Aim of the task:
Can you render as a JSON list of strings only the lines from the one containing "Can you find the red helmet" through the one containing "x=513, y=221", both included, with one string per line and blank lines left out?
Begin Information shown
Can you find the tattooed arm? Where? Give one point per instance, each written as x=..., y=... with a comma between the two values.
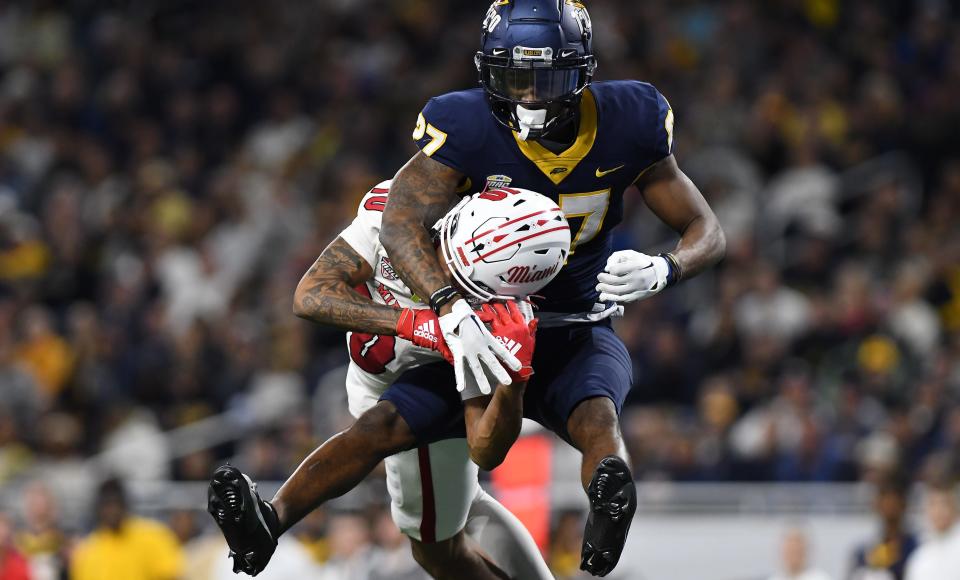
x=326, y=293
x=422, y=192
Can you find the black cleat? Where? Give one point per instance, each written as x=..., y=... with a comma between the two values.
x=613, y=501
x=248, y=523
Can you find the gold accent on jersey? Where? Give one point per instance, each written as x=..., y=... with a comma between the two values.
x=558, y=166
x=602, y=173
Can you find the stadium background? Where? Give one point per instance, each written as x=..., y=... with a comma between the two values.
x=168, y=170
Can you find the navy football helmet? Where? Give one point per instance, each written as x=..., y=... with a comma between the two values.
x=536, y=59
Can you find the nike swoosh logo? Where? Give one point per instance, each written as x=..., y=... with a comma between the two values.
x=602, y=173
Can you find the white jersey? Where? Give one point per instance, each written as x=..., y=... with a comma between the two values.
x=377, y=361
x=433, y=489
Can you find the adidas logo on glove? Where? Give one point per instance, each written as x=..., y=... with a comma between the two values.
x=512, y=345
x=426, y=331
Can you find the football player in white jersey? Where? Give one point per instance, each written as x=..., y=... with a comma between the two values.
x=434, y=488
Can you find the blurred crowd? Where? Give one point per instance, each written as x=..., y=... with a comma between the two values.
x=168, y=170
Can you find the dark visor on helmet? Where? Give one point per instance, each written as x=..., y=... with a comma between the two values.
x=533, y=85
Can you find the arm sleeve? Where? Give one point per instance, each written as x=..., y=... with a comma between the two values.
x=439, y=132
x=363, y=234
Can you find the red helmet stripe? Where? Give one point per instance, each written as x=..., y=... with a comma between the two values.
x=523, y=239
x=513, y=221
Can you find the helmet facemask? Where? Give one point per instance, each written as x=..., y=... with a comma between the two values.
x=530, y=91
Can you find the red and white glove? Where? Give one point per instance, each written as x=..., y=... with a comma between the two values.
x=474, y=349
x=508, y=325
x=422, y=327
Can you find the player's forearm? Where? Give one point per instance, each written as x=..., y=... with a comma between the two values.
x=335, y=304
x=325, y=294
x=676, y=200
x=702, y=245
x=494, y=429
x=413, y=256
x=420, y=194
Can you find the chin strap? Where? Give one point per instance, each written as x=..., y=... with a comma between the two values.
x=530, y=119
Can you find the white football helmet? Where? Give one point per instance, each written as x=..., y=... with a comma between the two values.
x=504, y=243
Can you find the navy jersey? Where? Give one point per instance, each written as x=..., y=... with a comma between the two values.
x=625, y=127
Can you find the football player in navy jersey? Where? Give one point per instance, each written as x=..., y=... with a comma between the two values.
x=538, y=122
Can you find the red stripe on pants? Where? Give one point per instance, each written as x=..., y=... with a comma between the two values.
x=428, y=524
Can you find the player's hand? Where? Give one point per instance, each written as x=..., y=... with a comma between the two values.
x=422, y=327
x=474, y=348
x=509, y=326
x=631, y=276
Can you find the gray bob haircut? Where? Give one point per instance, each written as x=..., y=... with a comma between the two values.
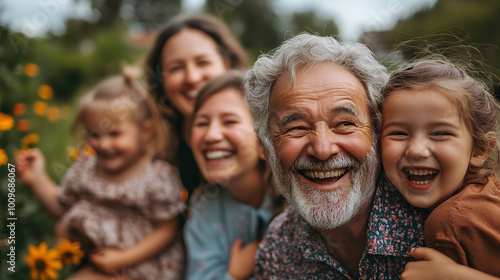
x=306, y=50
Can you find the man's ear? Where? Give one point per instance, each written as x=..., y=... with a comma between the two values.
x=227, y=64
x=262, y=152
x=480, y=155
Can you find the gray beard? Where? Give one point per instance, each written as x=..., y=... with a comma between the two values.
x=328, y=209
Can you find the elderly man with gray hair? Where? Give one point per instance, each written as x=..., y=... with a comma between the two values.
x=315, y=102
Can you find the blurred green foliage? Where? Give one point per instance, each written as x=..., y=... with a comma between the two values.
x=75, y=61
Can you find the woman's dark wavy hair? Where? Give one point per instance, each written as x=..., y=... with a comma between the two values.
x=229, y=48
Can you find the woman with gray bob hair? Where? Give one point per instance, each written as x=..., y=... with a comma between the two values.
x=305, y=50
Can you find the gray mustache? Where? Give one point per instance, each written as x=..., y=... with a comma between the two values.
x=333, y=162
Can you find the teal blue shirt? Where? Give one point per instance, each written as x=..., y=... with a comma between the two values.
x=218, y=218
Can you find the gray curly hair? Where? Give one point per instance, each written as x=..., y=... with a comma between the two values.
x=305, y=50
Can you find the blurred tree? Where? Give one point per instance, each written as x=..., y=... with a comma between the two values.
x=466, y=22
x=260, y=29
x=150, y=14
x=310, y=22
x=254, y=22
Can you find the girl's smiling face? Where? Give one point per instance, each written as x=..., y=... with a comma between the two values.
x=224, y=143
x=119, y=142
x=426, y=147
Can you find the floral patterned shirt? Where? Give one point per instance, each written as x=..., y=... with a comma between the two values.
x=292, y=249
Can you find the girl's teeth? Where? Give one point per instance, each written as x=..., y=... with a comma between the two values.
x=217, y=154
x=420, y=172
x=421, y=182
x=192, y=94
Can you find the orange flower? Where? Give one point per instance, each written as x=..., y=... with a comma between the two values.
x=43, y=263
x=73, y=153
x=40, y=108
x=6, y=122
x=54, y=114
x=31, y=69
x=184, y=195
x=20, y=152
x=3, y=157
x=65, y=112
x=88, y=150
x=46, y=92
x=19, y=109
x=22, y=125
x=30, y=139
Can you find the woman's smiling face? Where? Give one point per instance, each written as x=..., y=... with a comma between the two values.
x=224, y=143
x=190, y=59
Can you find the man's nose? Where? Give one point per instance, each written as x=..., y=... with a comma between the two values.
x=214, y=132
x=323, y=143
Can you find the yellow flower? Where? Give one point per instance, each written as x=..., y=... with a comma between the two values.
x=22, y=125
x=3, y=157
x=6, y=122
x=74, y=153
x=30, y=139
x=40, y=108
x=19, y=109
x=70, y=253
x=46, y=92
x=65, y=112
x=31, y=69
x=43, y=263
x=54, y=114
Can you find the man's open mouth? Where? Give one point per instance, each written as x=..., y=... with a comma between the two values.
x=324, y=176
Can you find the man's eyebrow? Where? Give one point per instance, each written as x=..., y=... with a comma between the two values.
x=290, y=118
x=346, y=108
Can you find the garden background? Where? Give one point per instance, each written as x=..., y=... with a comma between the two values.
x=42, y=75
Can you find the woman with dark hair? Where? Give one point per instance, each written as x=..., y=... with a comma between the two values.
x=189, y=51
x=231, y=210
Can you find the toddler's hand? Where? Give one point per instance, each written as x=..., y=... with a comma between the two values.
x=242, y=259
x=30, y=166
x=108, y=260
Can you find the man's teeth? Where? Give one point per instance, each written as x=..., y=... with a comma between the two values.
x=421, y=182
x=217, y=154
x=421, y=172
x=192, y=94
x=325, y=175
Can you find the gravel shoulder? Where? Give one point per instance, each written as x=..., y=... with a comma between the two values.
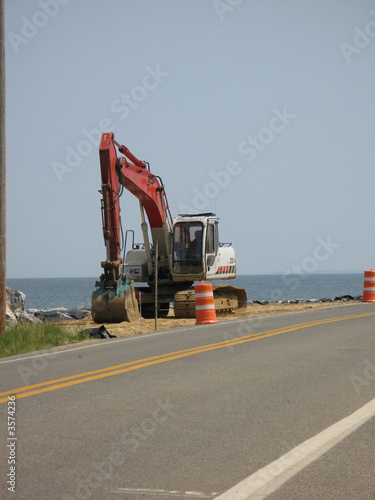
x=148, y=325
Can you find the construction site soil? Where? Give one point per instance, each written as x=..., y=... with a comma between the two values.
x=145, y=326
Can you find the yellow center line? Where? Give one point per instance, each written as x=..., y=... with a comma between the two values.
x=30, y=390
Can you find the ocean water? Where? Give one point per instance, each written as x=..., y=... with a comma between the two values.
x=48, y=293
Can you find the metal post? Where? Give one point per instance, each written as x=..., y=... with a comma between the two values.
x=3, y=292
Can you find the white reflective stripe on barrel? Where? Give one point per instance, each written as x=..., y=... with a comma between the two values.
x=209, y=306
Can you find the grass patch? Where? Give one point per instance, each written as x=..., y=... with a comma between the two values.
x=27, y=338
End Information shown
Begin Information shown
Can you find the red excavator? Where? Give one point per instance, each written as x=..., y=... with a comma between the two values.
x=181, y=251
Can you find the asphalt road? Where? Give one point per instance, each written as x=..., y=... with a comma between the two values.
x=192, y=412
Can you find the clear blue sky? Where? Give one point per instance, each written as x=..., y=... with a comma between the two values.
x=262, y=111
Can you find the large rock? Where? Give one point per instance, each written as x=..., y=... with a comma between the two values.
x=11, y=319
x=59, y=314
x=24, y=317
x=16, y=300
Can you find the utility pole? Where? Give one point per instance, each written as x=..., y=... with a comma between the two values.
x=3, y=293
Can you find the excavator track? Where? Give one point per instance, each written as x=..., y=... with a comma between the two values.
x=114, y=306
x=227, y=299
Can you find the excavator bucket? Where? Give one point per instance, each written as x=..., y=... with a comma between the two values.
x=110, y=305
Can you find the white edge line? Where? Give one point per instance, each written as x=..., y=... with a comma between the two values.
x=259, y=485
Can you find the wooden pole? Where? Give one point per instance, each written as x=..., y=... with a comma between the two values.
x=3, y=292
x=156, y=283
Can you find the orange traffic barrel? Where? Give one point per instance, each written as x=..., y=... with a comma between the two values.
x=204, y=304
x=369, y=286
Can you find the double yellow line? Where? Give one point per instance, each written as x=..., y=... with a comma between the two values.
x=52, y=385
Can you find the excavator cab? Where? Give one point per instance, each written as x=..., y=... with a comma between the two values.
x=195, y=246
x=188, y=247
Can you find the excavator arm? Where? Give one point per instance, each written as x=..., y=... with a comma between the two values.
End Information shown
Answer to this problem:
[
  "Can you find the red helmet stripe? Where? Give one point per instance, each written as x=..., y=... with a comma between the two values.",
  "x=523, y=239",
  "x=513, y=221"
]